**DOCUMENT TEXT**:
..............................

Bowlers playing for England and Australia in the current Ashes cricket series are collectively meant to deliver at least 540 balls each day (that’s 90 overs of six balls each – more if they bowl any no-balls or wides). If one side’s bowlers cannot capture all ten wickets in one day, they must toil on into the next.
Each of the five Test matches in the men’s series, and one in the women’s, last for a maximum of five days. To win, bowlers usually need to get the other side all-out twice. Australia’s men’s team won their first Ashes Test with only minutes to go in the final session of the fifth day.
In many ways, this biennial series feels a battle against time itself. Unlike most other sports such as football, whose matches are over in a short, set period of time, Test cricket represents abstract, long-term, targeted behaviour – something that people actually do on a daily basis. In this sense, the players in this Ashes series can teach us something about how the mind responds to time – and how this is linked to reward, threat and anxiety.

..............................

**RECORD EXTRACTS**:
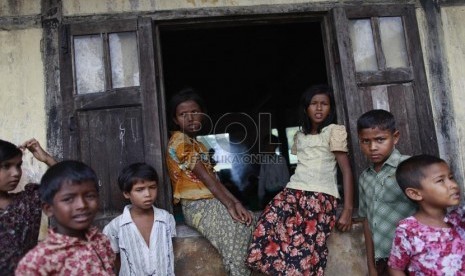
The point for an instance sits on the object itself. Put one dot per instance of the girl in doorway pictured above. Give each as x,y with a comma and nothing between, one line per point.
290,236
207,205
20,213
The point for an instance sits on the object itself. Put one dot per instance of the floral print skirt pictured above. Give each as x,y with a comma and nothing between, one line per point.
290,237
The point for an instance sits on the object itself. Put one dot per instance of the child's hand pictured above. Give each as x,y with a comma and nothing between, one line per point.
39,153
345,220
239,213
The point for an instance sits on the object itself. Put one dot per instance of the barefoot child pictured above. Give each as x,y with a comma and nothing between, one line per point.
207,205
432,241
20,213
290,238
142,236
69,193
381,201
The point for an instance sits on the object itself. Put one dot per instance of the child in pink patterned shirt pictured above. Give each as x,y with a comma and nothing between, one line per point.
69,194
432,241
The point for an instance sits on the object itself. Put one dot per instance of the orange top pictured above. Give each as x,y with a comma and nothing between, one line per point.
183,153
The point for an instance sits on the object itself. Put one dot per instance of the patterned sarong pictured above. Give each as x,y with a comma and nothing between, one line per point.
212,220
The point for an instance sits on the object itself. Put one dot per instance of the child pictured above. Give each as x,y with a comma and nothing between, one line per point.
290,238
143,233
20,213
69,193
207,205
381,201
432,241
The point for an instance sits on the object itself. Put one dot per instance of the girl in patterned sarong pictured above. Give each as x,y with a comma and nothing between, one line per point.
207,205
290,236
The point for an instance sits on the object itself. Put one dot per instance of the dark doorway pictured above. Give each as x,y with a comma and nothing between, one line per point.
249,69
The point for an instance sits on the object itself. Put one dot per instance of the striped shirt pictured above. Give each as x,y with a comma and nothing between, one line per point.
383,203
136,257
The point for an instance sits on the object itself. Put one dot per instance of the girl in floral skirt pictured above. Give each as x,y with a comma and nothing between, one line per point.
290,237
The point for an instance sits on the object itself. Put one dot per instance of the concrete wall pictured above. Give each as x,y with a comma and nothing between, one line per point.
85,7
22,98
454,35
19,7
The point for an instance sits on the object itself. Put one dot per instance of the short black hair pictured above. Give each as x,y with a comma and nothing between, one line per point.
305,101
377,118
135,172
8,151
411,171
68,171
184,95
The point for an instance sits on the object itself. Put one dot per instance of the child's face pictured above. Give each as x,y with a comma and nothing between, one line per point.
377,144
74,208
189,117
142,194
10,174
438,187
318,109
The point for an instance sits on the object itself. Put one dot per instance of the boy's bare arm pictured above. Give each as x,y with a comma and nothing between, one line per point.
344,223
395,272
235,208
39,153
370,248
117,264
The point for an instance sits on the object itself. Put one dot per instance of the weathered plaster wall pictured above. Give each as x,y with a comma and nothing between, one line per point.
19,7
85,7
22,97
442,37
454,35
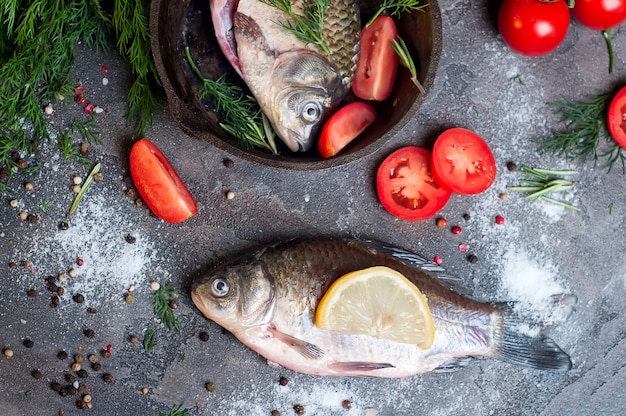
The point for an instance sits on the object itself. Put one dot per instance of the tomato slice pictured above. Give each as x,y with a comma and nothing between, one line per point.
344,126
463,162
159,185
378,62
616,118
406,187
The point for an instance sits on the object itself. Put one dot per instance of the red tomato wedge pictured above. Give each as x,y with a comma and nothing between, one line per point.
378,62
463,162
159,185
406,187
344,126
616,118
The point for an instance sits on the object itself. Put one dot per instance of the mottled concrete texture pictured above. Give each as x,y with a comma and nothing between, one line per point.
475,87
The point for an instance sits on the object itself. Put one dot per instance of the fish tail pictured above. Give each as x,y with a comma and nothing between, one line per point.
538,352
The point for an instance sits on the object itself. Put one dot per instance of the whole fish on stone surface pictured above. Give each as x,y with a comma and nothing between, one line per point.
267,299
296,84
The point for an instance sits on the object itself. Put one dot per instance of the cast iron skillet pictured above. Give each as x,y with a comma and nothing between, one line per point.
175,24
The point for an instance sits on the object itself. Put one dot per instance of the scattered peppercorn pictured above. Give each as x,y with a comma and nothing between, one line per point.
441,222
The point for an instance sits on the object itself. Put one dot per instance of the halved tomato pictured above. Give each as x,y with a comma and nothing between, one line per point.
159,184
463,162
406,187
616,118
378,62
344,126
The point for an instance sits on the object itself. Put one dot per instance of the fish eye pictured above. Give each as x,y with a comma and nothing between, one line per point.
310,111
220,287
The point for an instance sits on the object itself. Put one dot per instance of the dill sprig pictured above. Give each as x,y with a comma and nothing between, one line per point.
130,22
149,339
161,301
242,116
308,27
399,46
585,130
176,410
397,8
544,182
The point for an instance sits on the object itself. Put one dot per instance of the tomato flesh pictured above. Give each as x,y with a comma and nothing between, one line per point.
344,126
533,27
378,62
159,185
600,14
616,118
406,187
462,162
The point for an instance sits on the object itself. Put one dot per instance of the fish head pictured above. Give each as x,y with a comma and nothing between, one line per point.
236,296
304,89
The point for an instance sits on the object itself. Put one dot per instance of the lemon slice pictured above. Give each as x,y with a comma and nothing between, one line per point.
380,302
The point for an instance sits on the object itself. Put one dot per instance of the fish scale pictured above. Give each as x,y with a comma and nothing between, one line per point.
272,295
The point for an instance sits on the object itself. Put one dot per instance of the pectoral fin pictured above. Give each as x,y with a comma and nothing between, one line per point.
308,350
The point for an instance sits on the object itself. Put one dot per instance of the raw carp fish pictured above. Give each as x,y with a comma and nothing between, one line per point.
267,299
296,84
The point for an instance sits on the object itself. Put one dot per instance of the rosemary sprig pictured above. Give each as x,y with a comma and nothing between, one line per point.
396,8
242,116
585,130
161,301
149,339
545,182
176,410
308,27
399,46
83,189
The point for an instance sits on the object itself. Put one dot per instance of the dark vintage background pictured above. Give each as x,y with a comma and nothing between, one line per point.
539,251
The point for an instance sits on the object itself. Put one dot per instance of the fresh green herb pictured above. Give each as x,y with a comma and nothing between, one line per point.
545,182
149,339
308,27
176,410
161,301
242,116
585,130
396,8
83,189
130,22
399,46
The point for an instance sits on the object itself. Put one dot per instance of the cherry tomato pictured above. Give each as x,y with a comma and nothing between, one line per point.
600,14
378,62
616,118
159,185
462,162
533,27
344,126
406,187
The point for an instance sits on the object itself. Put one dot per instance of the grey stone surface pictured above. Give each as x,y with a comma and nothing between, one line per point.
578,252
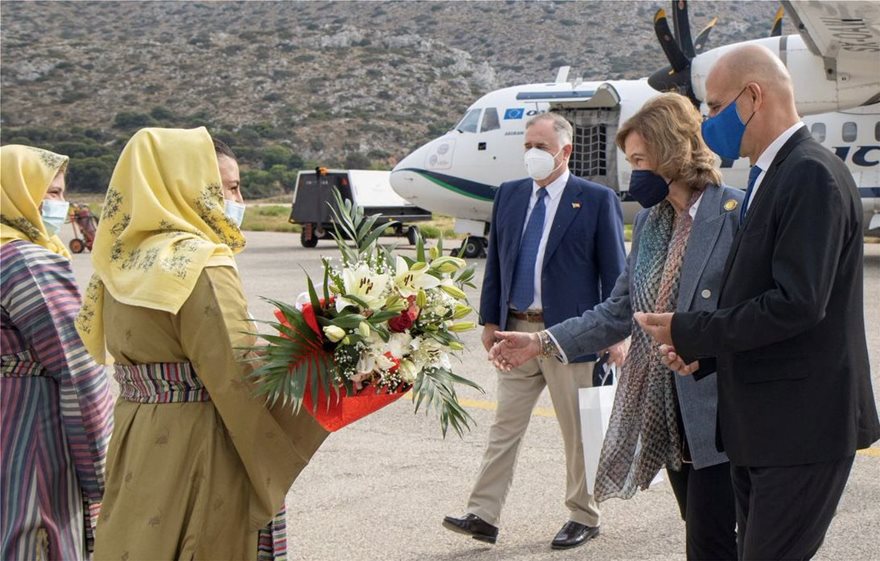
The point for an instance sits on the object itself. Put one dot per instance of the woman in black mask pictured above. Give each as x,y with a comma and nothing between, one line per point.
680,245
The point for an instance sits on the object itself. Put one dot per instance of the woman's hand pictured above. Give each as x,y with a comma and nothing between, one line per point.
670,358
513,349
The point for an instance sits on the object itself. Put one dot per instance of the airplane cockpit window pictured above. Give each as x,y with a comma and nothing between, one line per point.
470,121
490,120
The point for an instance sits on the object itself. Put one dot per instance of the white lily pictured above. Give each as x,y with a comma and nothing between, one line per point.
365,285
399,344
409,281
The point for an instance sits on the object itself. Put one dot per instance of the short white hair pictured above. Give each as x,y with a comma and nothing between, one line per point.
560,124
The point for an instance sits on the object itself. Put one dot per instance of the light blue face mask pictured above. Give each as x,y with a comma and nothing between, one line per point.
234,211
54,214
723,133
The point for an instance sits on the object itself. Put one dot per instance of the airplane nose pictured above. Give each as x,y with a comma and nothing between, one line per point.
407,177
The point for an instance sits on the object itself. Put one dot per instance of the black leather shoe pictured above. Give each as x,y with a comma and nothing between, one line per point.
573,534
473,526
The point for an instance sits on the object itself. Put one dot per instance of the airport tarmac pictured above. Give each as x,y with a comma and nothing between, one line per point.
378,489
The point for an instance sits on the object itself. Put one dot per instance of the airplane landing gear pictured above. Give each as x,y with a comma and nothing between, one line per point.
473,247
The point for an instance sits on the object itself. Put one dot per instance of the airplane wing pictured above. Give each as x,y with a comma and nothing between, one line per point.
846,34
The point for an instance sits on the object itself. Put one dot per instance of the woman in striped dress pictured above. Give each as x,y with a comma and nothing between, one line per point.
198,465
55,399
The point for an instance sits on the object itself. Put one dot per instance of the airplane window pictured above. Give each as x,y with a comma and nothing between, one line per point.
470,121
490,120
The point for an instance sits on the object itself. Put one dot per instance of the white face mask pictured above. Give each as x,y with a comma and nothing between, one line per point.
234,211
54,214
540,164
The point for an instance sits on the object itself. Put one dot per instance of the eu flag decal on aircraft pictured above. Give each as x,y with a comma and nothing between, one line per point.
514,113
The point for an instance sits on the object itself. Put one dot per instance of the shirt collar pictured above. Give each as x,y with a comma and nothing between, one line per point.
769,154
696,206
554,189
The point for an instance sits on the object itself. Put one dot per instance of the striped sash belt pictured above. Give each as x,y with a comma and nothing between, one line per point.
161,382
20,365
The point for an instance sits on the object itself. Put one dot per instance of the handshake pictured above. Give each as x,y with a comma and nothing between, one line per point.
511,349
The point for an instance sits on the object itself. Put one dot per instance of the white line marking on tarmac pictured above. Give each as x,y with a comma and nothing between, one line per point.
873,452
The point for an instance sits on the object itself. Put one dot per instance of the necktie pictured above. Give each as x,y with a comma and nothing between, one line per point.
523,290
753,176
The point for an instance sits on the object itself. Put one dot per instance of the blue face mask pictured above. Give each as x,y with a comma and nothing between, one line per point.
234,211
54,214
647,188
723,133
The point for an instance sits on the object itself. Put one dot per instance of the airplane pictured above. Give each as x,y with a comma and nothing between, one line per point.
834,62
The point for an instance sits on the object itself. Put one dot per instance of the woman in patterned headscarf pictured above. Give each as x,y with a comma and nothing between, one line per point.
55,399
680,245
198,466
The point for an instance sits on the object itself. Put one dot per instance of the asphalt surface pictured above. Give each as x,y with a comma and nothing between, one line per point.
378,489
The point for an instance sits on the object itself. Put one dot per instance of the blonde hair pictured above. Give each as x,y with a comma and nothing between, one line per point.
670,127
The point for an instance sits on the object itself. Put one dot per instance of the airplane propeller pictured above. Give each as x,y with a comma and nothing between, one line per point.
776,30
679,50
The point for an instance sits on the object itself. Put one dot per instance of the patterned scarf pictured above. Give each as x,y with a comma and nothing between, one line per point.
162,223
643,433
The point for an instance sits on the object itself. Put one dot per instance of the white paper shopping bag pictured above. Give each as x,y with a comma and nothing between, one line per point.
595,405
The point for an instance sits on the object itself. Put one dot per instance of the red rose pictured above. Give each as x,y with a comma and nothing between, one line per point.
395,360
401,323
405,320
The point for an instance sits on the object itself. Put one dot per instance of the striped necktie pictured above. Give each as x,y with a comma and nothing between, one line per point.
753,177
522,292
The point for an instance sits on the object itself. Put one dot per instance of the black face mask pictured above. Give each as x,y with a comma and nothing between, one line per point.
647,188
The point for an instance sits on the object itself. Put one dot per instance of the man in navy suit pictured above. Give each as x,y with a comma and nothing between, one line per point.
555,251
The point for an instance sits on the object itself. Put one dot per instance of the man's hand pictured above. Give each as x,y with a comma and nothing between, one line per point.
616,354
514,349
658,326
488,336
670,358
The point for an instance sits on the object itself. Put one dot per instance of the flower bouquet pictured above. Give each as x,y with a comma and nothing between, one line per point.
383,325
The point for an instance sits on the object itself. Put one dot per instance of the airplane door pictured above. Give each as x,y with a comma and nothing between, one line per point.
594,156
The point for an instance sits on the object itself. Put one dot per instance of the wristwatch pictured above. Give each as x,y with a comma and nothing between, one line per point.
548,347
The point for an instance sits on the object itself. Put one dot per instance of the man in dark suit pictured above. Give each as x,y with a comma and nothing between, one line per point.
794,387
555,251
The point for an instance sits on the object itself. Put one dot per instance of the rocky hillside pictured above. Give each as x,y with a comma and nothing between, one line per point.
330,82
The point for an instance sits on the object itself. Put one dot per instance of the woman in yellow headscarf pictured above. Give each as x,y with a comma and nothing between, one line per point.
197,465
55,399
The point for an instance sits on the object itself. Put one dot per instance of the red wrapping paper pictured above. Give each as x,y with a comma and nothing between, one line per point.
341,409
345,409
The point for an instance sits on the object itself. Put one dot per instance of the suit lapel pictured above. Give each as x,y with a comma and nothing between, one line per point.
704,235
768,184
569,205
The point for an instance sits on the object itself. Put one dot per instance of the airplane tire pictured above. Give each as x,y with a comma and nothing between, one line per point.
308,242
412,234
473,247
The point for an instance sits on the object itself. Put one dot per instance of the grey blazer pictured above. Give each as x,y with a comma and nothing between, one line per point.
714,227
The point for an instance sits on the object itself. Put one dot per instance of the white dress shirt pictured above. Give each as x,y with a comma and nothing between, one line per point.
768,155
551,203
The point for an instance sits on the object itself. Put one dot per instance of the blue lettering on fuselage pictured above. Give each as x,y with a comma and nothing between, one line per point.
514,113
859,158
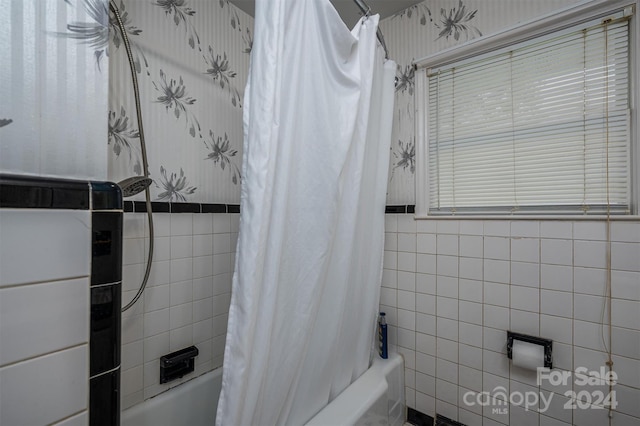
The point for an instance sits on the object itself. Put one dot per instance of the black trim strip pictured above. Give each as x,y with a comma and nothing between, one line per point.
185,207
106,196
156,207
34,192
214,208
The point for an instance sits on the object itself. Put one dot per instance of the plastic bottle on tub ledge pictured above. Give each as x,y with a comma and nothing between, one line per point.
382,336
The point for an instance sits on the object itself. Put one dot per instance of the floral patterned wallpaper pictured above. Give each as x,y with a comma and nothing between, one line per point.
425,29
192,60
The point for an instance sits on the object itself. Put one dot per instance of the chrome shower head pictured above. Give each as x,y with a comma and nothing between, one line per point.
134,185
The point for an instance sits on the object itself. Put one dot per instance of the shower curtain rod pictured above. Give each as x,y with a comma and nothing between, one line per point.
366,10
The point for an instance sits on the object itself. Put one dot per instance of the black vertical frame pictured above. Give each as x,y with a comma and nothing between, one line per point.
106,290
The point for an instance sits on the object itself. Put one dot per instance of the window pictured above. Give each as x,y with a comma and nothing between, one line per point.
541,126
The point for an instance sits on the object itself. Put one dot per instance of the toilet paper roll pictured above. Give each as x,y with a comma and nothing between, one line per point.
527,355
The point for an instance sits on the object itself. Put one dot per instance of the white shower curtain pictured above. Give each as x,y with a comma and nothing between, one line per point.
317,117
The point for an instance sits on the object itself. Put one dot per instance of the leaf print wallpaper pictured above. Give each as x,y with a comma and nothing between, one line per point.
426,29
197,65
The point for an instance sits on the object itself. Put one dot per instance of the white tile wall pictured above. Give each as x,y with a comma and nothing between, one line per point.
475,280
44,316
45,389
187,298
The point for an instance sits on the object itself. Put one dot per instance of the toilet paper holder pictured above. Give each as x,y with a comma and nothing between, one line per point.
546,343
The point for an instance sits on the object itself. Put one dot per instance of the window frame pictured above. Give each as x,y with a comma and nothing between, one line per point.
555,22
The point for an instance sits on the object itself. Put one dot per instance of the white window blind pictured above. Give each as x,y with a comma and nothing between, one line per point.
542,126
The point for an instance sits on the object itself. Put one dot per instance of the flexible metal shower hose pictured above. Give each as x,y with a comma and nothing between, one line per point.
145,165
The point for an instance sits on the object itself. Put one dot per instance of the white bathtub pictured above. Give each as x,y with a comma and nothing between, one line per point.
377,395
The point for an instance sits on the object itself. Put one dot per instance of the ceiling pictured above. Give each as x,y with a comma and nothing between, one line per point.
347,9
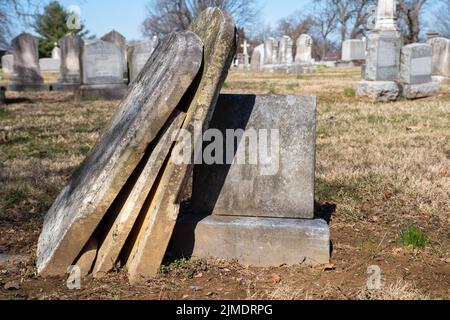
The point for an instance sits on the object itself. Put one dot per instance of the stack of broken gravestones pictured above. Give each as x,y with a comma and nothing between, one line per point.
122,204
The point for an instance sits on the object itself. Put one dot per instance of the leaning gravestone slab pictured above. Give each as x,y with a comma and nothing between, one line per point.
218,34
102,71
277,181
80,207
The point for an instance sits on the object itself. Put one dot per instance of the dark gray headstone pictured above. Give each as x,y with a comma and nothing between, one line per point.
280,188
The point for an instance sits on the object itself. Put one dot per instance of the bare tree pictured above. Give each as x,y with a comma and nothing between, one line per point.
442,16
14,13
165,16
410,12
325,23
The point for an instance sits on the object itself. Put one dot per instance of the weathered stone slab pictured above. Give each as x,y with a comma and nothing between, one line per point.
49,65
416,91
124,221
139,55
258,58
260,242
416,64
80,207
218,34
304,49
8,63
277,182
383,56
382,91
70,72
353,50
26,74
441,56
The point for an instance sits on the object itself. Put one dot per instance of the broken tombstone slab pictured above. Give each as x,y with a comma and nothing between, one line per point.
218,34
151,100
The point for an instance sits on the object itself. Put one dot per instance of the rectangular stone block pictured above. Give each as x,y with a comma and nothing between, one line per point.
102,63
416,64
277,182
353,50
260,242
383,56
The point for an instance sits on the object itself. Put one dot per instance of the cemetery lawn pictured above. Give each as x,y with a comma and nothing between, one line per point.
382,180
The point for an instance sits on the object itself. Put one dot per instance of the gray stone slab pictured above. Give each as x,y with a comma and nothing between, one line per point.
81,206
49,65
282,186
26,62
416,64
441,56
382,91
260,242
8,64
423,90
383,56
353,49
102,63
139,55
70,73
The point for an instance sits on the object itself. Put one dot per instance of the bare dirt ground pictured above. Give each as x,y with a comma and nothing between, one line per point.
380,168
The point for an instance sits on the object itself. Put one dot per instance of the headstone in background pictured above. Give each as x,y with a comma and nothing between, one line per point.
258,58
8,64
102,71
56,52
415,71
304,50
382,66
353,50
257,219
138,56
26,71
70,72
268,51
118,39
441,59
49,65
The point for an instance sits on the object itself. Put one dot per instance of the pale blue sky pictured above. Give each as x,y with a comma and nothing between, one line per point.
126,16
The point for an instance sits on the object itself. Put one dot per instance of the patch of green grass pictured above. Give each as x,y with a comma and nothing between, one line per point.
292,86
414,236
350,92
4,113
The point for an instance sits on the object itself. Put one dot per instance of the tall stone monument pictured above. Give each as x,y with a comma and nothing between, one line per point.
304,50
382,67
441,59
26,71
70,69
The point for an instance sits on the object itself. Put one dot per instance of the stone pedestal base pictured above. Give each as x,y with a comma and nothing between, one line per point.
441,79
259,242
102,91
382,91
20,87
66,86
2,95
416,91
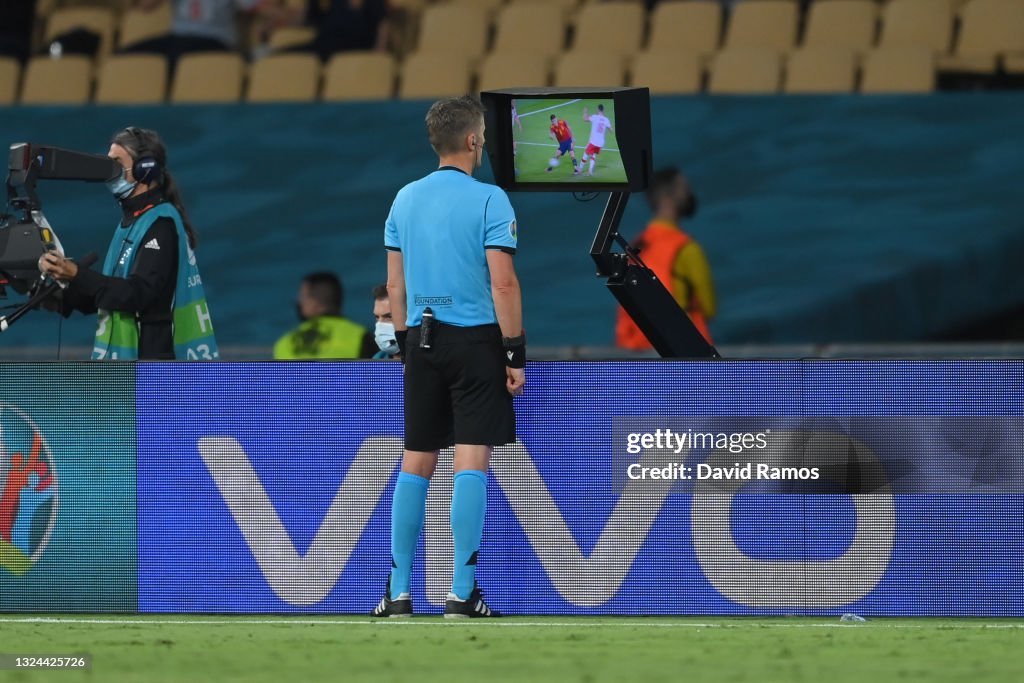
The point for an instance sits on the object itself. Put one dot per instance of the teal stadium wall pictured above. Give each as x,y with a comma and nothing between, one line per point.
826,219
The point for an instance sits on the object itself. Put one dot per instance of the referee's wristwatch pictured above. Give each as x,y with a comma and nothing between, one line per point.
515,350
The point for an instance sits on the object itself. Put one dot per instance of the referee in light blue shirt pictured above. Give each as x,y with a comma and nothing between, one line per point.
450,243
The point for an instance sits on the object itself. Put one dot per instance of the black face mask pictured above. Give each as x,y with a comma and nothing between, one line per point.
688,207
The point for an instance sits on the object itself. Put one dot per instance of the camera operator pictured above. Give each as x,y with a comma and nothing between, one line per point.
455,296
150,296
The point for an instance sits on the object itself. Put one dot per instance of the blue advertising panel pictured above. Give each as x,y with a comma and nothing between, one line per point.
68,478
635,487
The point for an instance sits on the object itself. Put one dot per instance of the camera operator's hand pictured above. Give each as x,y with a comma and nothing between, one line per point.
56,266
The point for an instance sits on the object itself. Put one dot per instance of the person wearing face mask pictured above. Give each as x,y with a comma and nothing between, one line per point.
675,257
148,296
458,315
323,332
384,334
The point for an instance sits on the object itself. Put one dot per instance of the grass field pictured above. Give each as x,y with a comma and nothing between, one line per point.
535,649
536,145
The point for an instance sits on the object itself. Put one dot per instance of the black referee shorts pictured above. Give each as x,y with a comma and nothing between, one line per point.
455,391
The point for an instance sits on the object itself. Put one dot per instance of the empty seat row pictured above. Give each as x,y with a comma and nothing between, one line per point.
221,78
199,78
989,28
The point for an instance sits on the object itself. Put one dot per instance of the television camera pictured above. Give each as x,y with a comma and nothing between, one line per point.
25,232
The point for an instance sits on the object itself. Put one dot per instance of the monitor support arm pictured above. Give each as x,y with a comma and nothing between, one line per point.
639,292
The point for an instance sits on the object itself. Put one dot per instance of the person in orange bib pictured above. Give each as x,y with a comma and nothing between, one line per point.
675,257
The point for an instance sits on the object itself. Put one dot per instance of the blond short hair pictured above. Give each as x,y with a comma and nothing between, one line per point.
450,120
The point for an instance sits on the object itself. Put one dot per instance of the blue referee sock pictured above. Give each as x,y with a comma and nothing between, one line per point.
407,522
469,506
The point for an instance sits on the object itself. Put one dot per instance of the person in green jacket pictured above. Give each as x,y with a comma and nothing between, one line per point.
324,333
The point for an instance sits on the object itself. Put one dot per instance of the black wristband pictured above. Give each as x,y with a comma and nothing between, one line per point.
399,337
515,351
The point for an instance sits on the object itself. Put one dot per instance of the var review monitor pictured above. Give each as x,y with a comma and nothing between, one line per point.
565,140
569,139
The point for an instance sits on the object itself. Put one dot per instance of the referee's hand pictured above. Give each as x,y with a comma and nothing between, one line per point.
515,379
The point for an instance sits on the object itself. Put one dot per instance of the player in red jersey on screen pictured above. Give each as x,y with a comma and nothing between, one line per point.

..............................

**REQUIRED WORK**:
Quote the Ashes cricket passage word for word, between "Bowlers playing for" and "into the next.", inclusive.

**SOLUTION BELOW**:
Bowlers playing for England and Australia in the current Ashes cricket series are collectively meant to deliver at least 540 balls each day (that’s 90 overs of six balls each – more if they bowl any no-balls or wides). If one side’s bowlers cannot capture all ten wickets in one day, they must toil on into the next.